● Task brief
Transcribe everything in the sentiment model description from "# Load tokenizer" down to "confidence = probs[0][pred_class].item()".

● Extract provided
====
DistilBERT for Twitter Sentiment Analysis 🐦

This model is a fine-tuned version of distilbert-base-uncased for sentiment classification on Twitter/X data using LoRA (Low-Rank Adaptation) for parameter-efficient fine-tuning.

Model Description

Base Model: DistilBERT (66M parameters)
Fine-tuning Method: LoRA/PEFT (only ~1.5M parameters trained)
Task: 3-class sentiment classification
- 😊 Positive
- 😐 Neutral
- 😡 Negative
Dataset: tweet_eval sentiment subset
Language: English
Training Framework: Hugging Face Transformers + PEFT

🎯 Performance

The model achieves the following results on the test set:

Metric	Score
Accuracy	67.84%
F1 Score (weighted)	0.6785

Per-Class Performance

Class	Precision	Recall	F1-Score	Support
Negative 😡	0.71	0.65	0.67	3,972
Neutral 😐	0.69	0.70	0.69	5,937
Positive 😊	0.62	0.67	0.65	2,375
Overall	0.68	0.68	0.68	12,284

Confusion Matrix

              Predicted
           Neg    Neu    Pos
Actual Neg [2562  1210   200]
       Neu [ 987  4170   780]
       Pos [  77   697  1601]

🚀 Usage

Quick Start (Recommended)

# Install required packages
!pip install transformers peft torch

from transformers import AutoTokenizer, AutoModelForSequenceClassification
from peft import PeftModel, PeftConfig
import torch

# Load model
model_name = "SeifElislamm/distilbert-sentiment-twitter"

# Load PEFT config
config = PeftConfig.from_pretrained(model_name)

# Load base model
base_model = AutoModelForSequenceClassification.from_pretrained(
    config.base_model_name_or_path,
    num_labels=3,
    id2label={0: "negative", 1: "neutral", 2: "positive"},
    label2id={"negative": 0, "neutral": 1, "positive": 2}
)

# Load LoRA adapters
model = PeftModel.from_pretrained(base_model, model_name)
model = model.merge_and_unload()  # Merge for faster inference
model.eval()

# Load tokenizer
tokenizer = AutoTokenizer.from_pretrained(model_name)

# Predict sentiment
def predict_sentiment(text):
    inputs = tokenizer(text, return_tensors="pt", truncation=True, max_length=128)
    
    with torch.no_grad():
        outputs = model(**inputs)
        probs = torch.softmax(outputs.logits, dim=-1)
        pred_class = torch.argmax(probs).item()
        confidence = probs[0][pred_class].item()
    
    labels = {0: "negative", 1: "neutral", 2: "positive"}
    return labels[pred_class], confidence

# Test it
text = "I love this product! It's amazing!"
sentiment, confidence = predict_sentiment(text)
====
● Dataset rows
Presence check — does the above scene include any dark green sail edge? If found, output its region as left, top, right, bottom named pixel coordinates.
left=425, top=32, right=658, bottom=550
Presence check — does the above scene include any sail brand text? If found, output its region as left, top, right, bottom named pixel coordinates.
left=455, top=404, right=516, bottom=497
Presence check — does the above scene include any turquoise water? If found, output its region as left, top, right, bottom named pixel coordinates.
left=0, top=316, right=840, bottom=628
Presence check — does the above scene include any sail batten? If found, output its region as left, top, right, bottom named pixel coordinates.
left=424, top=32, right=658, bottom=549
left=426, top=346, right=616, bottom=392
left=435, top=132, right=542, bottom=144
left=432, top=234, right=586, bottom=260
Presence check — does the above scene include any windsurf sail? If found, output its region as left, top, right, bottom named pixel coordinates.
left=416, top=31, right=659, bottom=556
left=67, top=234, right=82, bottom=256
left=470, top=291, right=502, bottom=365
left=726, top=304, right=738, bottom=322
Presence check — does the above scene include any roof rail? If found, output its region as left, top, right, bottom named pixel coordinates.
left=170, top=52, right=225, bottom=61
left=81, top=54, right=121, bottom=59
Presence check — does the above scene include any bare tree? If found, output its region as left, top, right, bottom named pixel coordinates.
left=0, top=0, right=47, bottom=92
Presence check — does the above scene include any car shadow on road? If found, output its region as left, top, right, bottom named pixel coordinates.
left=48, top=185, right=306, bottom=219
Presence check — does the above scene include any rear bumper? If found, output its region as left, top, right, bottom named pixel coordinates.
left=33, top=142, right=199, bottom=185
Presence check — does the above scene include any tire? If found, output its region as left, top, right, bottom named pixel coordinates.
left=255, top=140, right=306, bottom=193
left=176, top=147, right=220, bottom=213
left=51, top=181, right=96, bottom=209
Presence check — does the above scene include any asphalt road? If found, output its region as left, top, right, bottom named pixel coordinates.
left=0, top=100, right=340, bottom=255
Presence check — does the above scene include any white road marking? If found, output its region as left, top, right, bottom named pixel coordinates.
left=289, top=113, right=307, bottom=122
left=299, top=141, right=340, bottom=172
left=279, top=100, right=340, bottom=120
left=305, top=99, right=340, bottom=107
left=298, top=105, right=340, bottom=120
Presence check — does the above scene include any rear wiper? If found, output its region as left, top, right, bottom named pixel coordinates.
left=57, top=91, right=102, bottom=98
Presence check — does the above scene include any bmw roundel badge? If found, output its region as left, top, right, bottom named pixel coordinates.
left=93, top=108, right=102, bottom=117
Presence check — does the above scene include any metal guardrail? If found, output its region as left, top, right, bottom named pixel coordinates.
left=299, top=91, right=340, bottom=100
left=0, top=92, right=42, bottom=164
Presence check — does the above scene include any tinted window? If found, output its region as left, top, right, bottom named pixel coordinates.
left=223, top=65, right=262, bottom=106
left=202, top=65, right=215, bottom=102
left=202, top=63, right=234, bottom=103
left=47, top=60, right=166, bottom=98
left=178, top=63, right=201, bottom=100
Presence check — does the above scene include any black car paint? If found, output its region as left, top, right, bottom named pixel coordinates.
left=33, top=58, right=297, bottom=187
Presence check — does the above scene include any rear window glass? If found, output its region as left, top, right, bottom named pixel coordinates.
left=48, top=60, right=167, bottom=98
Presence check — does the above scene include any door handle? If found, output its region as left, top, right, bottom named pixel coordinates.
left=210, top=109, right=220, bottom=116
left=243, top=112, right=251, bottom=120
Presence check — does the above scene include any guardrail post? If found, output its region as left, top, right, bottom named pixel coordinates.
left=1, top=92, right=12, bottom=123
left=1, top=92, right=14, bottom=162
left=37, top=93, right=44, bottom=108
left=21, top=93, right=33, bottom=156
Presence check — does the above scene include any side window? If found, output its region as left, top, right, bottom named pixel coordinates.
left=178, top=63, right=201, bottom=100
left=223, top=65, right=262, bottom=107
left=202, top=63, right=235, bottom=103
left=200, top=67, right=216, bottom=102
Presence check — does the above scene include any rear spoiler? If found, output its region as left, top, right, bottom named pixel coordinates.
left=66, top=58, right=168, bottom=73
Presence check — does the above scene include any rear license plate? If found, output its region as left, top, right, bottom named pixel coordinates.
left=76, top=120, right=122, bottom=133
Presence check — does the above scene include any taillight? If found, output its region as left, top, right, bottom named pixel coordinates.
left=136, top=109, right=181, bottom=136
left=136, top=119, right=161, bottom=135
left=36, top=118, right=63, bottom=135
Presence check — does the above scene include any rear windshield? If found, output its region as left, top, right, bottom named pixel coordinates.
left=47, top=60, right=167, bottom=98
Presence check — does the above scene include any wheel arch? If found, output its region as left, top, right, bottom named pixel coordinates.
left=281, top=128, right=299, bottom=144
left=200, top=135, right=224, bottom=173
====
● Complete answer
# Load tokenizer
tokenizer = AutoTokenizer.from_pretrained(model_name)

# Predict sentiment
def predict_sentiment(text):
    inputs = tokenizer(text, return_tensors="pt", truncation=True, max_length=128)
    
    with torch.no_grad():
        outputs = model(**inputs)
        probs = torch.softmax(outputs.logits, dim=-1)
        pred_class = torch.argmax(probs).item()
        confidence = probs[0][pred_class].item()